The chain was founded in 1981 by Warren Simmons, with his first restaurant in Alameda, California. It grew to 37 restaurants across California by August 1993, when it was acquired by PepsiCo subsidiary Taco Bell. It acquired the six-restaurant La Casa Real chain from VIP's in 1994. When PepsiCo exited the restaurant business in 1997, Chevys was sold to the investment group J.W. Childs Associates. In 1999, Chevys purchased Rio Bravo Cantina, a poorly-performing chain of Tex-Mex restaurants with 66 locations across the United States, from Applebee's International for $59 million.

Business was poor at the Rio Bravo locations, and in 2003 Chevys' executives filed for Chapter 11 bankruptcy protection. For the next year and a half, Chevys operated as debtor in possession under Chapter Eleven. In January 2005, Chevys and Fuzio Universal Pasta were acquired by Real Mex Restaurants, Inc., the Long Beach, California-based parent company of El Torito Restaurants and Acapulco Mexican Restaurants. The acquisitions gave Real Mex Restaurants claim as the largest operator of full-service Mexican restaurants in the United States. Real Mex subsequently passed through bankruptcy in 2011–2012, and was acquired by Xperience Restaurant Group in 2018.

14 more underperforming Chevys Fresh Mex restaurants, mostly in northern California, were closed on December 26, 2016. Among these were the Redding, Chico, South Lake Tahoe, Modesto, and Fresno locations in California.

_ _ _ _

About this task » According to the Chevys history passage, which investment group bought Chevys when PepsiCo left the restaurant business in 1997?

Data provided »
_ _ _ _

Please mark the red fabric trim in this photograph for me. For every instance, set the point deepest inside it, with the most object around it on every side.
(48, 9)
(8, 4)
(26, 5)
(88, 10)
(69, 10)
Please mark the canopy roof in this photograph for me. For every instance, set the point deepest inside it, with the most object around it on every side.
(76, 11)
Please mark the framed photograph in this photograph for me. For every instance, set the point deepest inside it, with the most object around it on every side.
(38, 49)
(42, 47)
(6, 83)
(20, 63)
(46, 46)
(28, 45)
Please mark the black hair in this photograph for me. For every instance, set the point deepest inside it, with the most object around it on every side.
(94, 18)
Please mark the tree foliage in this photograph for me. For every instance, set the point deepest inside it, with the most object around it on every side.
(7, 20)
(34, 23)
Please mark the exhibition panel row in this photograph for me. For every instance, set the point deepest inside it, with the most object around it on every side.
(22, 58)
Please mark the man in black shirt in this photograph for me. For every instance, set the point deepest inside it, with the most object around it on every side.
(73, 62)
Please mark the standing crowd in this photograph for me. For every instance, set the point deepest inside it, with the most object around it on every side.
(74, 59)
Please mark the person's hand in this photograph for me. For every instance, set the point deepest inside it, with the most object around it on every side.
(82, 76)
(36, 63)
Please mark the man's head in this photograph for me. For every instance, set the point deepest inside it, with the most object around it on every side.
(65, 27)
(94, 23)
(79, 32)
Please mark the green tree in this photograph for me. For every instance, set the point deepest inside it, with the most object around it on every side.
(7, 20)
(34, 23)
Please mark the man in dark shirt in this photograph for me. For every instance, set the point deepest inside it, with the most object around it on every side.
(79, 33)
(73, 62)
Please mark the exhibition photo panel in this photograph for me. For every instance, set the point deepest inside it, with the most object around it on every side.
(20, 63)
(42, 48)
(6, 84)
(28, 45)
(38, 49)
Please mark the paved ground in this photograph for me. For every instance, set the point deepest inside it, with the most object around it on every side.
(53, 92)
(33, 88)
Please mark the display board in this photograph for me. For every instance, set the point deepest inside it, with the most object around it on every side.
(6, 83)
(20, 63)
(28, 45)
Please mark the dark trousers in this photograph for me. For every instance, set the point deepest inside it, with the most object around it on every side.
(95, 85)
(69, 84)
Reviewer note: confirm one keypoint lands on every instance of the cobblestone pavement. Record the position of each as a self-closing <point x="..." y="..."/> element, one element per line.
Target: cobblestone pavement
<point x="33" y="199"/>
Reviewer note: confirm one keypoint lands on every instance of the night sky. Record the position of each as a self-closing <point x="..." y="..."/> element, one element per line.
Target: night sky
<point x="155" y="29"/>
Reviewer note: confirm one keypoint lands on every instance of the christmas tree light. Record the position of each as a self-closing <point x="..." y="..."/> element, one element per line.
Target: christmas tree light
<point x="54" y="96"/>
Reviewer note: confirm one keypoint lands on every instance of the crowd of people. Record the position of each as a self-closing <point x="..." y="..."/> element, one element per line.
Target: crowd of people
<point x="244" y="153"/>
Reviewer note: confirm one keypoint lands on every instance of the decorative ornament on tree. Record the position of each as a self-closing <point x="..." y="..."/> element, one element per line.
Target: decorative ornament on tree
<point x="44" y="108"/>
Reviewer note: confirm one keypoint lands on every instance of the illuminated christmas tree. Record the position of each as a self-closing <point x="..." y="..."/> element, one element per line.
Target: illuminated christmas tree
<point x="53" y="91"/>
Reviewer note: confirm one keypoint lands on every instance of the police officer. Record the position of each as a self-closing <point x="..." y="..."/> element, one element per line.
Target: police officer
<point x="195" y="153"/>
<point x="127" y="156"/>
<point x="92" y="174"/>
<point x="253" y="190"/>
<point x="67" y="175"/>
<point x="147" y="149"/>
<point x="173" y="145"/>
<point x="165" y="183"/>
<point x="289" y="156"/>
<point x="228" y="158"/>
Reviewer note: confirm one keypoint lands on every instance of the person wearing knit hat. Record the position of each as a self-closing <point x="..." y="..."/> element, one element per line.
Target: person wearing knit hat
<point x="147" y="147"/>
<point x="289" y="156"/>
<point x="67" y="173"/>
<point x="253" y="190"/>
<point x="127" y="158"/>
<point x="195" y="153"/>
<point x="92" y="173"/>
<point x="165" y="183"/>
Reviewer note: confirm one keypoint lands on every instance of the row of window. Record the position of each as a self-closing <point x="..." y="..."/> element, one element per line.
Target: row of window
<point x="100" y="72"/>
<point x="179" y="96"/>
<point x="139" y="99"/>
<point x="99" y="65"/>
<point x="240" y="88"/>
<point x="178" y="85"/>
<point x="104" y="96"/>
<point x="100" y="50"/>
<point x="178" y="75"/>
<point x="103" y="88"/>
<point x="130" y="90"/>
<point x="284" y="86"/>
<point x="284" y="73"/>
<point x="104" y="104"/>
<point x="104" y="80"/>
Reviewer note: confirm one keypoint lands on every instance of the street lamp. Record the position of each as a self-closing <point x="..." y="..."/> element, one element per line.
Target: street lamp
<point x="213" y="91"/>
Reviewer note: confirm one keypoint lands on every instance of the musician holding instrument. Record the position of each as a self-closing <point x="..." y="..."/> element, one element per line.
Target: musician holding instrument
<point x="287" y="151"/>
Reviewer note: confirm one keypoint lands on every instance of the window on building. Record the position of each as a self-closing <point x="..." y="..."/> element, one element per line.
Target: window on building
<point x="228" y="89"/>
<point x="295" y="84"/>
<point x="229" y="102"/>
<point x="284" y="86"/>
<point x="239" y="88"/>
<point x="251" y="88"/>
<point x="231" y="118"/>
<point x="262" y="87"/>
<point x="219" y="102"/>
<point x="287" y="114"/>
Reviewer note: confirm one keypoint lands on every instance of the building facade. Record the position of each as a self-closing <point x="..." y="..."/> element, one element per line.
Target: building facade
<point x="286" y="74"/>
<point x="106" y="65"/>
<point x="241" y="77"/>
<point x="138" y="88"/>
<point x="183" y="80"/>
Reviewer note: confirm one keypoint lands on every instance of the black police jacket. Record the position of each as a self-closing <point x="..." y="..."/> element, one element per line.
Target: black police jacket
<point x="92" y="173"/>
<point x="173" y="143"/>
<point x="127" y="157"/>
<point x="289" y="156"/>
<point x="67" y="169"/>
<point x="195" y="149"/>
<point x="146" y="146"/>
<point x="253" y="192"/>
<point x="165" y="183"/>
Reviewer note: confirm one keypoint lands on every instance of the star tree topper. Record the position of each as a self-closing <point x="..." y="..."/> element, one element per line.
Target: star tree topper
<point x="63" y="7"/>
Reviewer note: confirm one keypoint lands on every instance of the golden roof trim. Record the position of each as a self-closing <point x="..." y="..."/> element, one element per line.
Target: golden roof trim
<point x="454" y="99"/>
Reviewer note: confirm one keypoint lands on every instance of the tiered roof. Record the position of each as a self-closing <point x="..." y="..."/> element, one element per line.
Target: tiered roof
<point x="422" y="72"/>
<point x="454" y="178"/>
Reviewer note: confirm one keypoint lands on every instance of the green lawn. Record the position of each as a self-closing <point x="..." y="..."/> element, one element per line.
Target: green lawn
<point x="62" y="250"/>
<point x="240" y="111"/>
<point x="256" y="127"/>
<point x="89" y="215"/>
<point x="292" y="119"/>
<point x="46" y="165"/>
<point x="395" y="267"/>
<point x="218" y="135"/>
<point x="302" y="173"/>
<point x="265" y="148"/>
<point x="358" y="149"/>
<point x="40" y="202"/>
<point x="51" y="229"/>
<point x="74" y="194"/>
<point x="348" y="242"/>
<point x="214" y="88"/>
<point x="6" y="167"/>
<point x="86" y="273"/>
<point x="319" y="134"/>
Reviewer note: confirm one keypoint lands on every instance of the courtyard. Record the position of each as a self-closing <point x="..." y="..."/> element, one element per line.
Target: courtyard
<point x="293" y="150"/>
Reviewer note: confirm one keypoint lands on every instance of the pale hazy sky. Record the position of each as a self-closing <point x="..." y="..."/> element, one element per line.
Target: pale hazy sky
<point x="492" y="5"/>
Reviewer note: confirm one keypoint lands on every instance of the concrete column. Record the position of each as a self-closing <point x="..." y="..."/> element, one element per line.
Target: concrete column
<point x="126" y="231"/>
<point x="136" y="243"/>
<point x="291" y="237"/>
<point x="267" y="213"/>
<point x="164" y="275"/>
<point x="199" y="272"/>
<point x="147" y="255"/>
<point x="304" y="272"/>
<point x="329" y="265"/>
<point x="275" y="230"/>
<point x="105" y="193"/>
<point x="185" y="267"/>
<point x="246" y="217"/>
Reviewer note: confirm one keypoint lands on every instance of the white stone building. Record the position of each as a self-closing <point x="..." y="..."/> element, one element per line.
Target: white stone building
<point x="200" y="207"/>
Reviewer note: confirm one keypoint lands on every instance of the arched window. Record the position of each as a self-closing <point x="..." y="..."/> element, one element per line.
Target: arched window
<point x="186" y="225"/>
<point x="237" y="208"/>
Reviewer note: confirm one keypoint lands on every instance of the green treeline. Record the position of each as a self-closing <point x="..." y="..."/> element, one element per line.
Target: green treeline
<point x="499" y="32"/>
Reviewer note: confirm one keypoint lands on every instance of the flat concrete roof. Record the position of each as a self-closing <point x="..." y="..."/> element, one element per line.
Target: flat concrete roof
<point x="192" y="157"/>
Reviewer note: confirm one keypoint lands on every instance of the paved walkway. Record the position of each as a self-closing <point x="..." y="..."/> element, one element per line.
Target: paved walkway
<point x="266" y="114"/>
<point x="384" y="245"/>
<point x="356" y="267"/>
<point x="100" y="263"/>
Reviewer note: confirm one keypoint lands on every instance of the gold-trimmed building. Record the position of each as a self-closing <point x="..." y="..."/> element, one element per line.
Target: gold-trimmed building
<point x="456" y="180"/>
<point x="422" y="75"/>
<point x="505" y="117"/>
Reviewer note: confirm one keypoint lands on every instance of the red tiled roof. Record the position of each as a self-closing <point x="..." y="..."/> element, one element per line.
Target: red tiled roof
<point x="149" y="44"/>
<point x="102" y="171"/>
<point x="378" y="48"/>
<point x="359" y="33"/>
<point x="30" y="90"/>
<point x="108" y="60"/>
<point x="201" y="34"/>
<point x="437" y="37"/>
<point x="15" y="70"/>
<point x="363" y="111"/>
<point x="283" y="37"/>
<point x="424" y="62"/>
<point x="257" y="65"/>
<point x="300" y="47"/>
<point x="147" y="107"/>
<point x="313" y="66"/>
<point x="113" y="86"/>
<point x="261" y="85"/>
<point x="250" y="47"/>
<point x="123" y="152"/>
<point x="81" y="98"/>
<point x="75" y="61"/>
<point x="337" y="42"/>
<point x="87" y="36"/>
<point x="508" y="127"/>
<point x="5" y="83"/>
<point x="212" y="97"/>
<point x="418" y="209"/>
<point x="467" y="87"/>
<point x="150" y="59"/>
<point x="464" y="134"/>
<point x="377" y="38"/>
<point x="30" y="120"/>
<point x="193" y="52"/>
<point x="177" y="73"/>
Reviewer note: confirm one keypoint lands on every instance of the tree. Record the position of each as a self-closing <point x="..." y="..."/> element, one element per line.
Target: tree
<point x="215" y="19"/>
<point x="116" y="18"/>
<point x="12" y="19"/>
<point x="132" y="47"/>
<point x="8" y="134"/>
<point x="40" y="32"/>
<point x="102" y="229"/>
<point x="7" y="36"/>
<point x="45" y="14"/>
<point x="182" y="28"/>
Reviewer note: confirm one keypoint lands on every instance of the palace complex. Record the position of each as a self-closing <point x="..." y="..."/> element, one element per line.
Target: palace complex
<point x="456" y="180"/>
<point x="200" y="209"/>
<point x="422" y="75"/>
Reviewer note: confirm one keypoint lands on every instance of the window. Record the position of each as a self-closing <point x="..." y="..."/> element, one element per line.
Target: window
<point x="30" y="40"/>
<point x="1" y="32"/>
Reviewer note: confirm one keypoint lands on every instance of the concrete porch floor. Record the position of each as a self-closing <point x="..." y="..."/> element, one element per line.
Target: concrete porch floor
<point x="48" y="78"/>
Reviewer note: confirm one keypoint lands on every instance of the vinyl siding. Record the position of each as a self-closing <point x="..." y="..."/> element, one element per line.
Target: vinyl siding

_ _ _ _

Exercise answer » J.W. Childs Associates